### Extracted entries

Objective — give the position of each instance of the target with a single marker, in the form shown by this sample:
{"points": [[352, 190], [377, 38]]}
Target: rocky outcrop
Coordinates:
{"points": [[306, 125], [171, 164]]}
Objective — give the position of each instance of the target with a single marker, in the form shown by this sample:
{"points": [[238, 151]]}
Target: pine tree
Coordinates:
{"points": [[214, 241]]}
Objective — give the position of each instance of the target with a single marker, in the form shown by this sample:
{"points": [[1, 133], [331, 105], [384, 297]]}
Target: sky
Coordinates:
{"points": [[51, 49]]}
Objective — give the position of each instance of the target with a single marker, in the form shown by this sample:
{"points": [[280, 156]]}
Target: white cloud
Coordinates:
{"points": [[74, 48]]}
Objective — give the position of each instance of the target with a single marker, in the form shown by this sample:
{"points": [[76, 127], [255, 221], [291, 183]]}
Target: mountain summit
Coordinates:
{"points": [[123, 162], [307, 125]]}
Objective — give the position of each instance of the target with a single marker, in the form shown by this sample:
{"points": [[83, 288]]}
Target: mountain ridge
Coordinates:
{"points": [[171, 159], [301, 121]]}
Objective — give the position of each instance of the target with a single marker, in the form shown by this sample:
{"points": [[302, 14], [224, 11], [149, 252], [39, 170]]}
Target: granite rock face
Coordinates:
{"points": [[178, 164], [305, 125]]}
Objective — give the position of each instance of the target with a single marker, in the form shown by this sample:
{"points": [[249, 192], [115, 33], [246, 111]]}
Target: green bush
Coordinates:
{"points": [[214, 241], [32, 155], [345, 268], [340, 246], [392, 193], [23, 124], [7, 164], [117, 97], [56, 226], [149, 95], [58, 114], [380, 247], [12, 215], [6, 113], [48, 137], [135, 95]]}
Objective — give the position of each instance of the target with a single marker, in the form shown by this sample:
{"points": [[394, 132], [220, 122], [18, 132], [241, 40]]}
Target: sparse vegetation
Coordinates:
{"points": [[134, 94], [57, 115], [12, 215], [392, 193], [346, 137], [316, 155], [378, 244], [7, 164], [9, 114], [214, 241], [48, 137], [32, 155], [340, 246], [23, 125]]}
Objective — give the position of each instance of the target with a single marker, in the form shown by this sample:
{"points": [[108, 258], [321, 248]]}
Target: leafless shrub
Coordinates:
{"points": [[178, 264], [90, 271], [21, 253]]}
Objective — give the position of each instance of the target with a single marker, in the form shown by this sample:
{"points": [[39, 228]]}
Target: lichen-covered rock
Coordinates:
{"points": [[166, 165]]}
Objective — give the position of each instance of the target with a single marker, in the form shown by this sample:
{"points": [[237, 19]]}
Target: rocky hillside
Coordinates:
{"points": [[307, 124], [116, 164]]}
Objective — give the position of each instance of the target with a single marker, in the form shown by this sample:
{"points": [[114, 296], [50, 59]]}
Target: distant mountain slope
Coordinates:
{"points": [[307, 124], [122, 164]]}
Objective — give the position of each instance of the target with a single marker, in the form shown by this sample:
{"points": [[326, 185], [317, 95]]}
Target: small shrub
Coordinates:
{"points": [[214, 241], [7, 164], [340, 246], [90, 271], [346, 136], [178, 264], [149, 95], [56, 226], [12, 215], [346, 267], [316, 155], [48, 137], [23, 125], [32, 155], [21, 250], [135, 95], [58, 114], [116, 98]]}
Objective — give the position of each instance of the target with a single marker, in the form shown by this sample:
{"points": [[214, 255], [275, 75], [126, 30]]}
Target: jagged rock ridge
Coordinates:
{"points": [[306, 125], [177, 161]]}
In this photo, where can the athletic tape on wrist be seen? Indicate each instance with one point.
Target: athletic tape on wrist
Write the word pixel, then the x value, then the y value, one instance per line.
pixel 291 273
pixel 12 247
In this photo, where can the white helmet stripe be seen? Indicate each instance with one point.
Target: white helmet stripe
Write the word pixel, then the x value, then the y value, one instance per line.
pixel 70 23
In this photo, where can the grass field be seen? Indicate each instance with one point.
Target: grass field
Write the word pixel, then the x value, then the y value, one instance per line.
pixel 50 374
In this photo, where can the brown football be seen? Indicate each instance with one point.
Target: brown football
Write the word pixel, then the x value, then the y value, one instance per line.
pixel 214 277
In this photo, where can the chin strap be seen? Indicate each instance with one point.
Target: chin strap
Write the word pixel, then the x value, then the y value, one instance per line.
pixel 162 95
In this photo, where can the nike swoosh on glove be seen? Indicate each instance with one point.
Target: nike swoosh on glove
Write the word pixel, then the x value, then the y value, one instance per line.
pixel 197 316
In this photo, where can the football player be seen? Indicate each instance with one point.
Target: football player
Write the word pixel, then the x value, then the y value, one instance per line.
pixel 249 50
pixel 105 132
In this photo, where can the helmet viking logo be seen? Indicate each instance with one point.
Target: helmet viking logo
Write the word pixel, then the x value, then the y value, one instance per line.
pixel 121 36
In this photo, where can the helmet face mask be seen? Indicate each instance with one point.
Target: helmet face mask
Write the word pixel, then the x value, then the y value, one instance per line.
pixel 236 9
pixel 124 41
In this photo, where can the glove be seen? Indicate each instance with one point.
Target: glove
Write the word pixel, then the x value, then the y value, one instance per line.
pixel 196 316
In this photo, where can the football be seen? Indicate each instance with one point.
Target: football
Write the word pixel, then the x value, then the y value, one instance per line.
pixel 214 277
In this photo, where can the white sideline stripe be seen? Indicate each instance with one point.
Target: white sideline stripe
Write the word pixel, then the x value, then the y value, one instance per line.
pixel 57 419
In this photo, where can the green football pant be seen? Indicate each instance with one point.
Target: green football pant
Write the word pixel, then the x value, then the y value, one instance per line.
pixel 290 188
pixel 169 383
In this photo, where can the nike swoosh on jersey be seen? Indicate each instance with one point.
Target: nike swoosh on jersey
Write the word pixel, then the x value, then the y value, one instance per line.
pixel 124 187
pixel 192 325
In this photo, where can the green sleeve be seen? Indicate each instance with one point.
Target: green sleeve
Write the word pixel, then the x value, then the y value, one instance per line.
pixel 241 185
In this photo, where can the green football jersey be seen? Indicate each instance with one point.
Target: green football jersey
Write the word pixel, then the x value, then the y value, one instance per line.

### Problem description
When you answer, set down the entries above precisely as they read.

### Written answer
Objective — give the position of each instance of the target with a single marker, in the form shown by this sample:
{"points": [[352, 190], [377, 38]]}
Target: rocky outcrop
Coordinates:
{"points": [[306, 125], [171, 164]]}
Objective — give the position of each instance of the target with a single marker, in the form shown by this sample:
{"points": [[238, 151]]}
Target: pine tree
Coordinates:
{"points": [[214, 241]]}
Objective — give the position of each instance of the target with a single marker, in the form shown by this sample:
{"points": [[1, 133], [331, 105], [384, 297]]}
Target: sky
Coordinates:
{"points": [[51, 49]]}
Objective — give the position of each instance of the target with a single marker, in the form shown by this sample:
{"points": [[280, 156]]}
Target: white cloud
Coordinates:
{"points": [[74, 48]]}
Objective — give the position of each instance of the target with a single marker, in the form shown by this sample:
{"points": [[76, 127], [255, 221], [291, 183]]}
Target: mountain summit
Coordinates:
{"points": [[123, 162], [307, 125]]}
Objective — give the position of each instance of the target with a single marker, in the form shown by this sample:
{"points": [[83, 288]]}
Target: mountain ridge
Coordinates:
{"points": [[171, 159], [301, 121]]}
Objective — give the position of each instance of the target with a single marker, in the form shown by this sample:
{"points": [[302, 14], [224, 11], [149, 252], [39, 170]]}
Target: granite rock face
Coordinates:
{"points": [[178, 164], [305, 125]]}
Objective — give the position of each instance of the target with a single marker, in the form shown by this sample:
{"points": [[249, 192], [115, 33], [246, 111]]}
Target: green bush
Coordinates:
{"points": [[214, 241], [32, 155], [345, 268], [340, 246], [392, 193], [23, 124], [7, 164], [117, 97], [56, 226], [149, 95], [58, 114], [380, 247], [12, 215], [6, 113], [48, 137], [135, 95]]}
Objective — give the position of each instance of the target with a single marker, in the form shown by this sample:
{"points": [[394, 132], [220, 122], [18, 132], [241, 40]]}
Target: sparse vegetation
Coordinates:
{"points": [[134, 94], [57, 115], [12, 215], [392, 193], [346, 137], [316, 155], [378, 244], [7, 164], [9, 114], [214, 241], [48, 137], [32, 155], [340, 246], [23, 125]]}
Objective — give the position of each instance of the target with a single marker, in the form shown by this sample:
{"points": [[108, 258], [321, 248]]}
Target: leafless shrub
Coordinates:
{"points": [[178, 264], [90, 271], [21, 253]]}
Objective — give the position of each instance of the target with a single marker, in the form shown by this sample:
{"points": [[39, 228]]}
Target: lichen-covered rock
Coordinates:
{"points": [[166, 165]]}
Objective — give the position of each instance of the target with a single marker, in the form shown by this sample:
{"points": [[237, 19]]}
Target: rocky hillside
Coordinates:
{"points": [[307, 124], [116, 164]]}
Objective — give the position of each instance of the target with a single marker, in the form shown by this sample:
{"points": [[114, 296], [50, 59]]}
Target: distant mountain slope
Coordinates:
{"points": [[307, 124], [122, 164]]}
Objective — give the position of each instance of the target with a single marker, in the form shown by this sample:
{"points": [[326, 185], [317, 95]]}
Target: small shrub
Coordinates:
{"points": [[214, 241], [7, 164], [340, 246], [90, 271], [346, 136], [178, 264], [149, 95], [56, 226], [12, 215], [346, 267], [316, 155], [48, 137], [23, 125], [32, 155], [21, 250], [135, 95], [58, 114], [116, 98]]}
Objective — give the position of each instance of the target with a single marker, in the form shown by this sample:
{"points": [[214, 255], [275, 75], [126, 30]]}
Target: jagged rock ridge
Coordinates:
{"points": [[306, 125], [177, 161]]}
In this photo, where can the athletic tape on wrist be seen? Indicate each instance with one point.
Target: athletic tape on wrist
Write the word pixel, then the x value, then the y value, one instance per line.
pixel 291 273
pixel 12 247
In this photo, where can the white helmet stripe be seen? Indicate each instance with one point.
Target: white helmet stripe
Write the word pixel, then the x value, then the y value, one instance per line.
pixel 70 23
In this photo, where can the grass field be seen? Indicate each instance with one point.
Target: grass field
Write the word pixel, then the x value, then the y value, one instance per line.
pixel 50 374
In this photo, where can the brown football be seen? Indicate each instance with one point.
Target: brown football
Write the word pixel, then the x value, then the y value, one instance per line.
pixel 214 277
In this photo, where can the chin strap be seen? Indicate each instance with one point.
Target: chin strap
Write the word pixel, then the x value, then the y value, one instance per line.
pixel 162 95
In this photo, where can the nike swoosh on glove be seen? Indicate each instance with one point.
Target: nike swoosh on glove
Write the word pixel, then the x value, then the y value, one instance per line.
pixel 197 316
In this photo, where can the football player be seen? Indicate each instance with one point.
Target: football player
Write the word pixel, then the x value, then the y value, one instance per line.
pixel 249 50
pixel 105 132
In this photo, where can the helmet viking logo be seen? Indicate each instance with one point.
Target: helmet viking logo
Write the word pixel, then the x value, then the y value, one instance per line.
pixel 121 36
In this photo, where can the helmet face mask be seen? Indicate each instance with one point.
Target: helmet face mask
Write the word pixel, then the x value, then the y value, one instance per line.
pixel 236 9
pixel 124 41
In this photo, where can the glove be seen? Indicate each instance with one point.
Target: glove
Write the word pixel, then the x value, then the y value, one instance per line.
pixel 196 316
In this photo, where can the football be seen? Indicate each instance with one point.
Target: football
Write the word pixel, then the x value, then the y value, one instance per line.
pixel 214 277
In this photo, where can the white sideline stripe be seen? Indicate each instance with one point.
Target: white sideline stripe
Write the word pixel, then the x value, then the y value, one instance per line.
pixel 57 419
In this photo, where can the green football pant be seen? Indicate each instance with one point.
Target: green football pant
Write the word pixel, then the x value, then the y value, one instance per line.
pixel 290 188
pixel 169 383
In this photo, where can the nike swoosh on jersey be seen? Indicate each instance with one point.
Target: nike swoosh on jersey
Write the word pixel, then the x value, then the y value, one instance per line.
pixel 124 187
pixel 192 325
In this photo, where can the green sleeve be seen? Indicate each instance with one point.
Target: green sleeve
Write the word pixel, then the x value, then the y value, one instance per line.
pixel 241 185
In this photo, where can the green football jersey be seen? Indicate each instance with one point.
Target: green football jersey
Write the word pixel, then the x value, then the y value, one instance per line.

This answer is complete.